Dataset rows
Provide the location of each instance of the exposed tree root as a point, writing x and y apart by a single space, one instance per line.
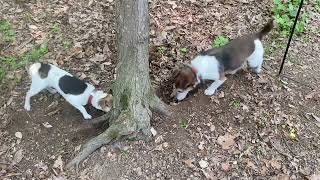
159 106
101 119
121 127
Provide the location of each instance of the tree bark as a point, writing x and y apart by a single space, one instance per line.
132 91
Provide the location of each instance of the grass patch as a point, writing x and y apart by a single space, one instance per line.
285 12
318 5
184 124
184 51
236 103
55 28
7 33
161 50
14 62
219 41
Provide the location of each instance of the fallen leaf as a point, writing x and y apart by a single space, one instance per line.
47 125
18 135
314 177
209 175
275 164
225 167
315 117
226 141
203 163
153 131
189 162
18 156
58 163
200 146
97 58
283 177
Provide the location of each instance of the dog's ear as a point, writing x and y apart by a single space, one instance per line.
175 73
108 100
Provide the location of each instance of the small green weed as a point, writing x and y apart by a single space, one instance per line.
161 50
13 62
66 44
56 28
318 5
184 51
125 153
8 34
285 12
184 124
236 103
219 41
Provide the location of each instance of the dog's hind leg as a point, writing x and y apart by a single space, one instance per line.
83 111
255 60
35 88
214 86
51 90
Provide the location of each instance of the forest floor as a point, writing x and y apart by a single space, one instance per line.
255 127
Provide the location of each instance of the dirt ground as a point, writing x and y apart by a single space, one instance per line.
255 127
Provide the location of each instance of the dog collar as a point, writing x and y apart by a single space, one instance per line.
90 99
194 70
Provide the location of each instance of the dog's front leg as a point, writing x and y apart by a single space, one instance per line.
213 87
83 111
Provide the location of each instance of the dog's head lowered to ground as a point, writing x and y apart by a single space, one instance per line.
184 81
77 92
214 64
102 101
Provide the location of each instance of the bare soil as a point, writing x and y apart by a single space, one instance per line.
255 126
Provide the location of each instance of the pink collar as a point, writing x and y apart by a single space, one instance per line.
90 99
194 70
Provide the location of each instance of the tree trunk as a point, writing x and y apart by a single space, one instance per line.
133 96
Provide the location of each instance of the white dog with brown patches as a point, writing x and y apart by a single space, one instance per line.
214 64
77 92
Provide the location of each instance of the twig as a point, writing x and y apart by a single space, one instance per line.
113 132
4 163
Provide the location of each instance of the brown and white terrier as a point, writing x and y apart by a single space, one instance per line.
214 64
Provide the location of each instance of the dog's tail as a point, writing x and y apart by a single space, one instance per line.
265 30
34 69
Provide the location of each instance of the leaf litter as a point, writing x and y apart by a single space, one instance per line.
237 139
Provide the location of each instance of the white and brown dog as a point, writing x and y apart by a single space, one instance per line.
77 92
214 64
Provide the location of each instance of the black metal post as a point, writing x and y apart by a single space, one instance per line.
290 37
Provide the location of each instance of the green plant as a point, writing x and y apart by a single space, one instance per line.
184 51
125 153
219 41
8 34
13 62
184 124
318 5
236 103
161 50
66 44
285 13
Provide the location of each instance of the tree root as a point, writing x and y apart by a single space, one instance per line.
159 106
101 119
115 131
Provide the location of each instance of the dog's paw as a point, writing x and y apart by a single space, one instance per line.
88 116
209 92
257 70
27 107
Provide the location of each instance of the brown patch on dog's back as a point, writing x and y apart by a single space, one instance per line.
44 70
106 102
185 78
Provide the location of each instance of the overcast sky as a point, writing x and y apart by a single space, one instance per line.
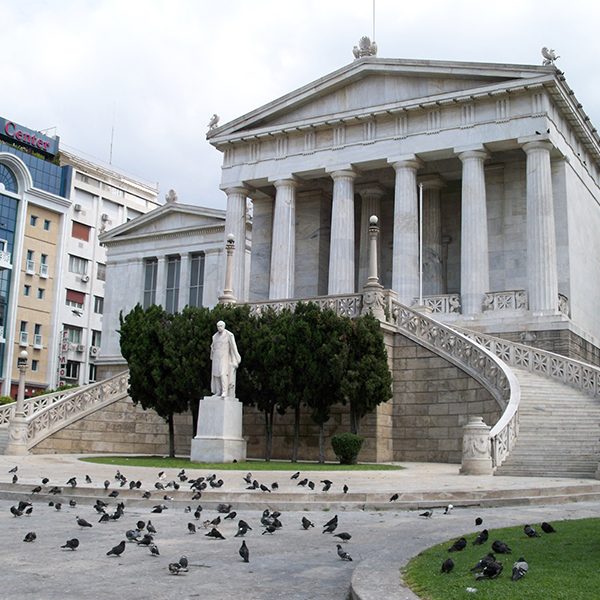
157 70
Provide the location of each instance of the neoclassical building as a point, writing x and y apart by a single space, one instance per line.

**SET EXERCISE:** Rewrite the items from the line containing "Provide the location of each instance of the dog's paw" through the end of the items, keeping every request and shifting each x and y coordinate in the answers by adding -3 to it. Leave the pictures out of your answer.

**SOLUTION:**
Provide the location of each instance of the dog's paw as a point, writing x and y apart by a single space, one instance per line.
85 113
206 89
254 67
24 104
Provide the location of each instance of the brown patch on dog's back as a point, writing x and y apart by a single space, one instance per line.
41 67
103 99
182 75
Provide the location of each instance of the overcast sky as a point, writing x and y apart by a single space, one instance per line.
154 67
Provide the location of each instance of the neoclassical building as a point, writing x and y apart by a single space, one instance per line.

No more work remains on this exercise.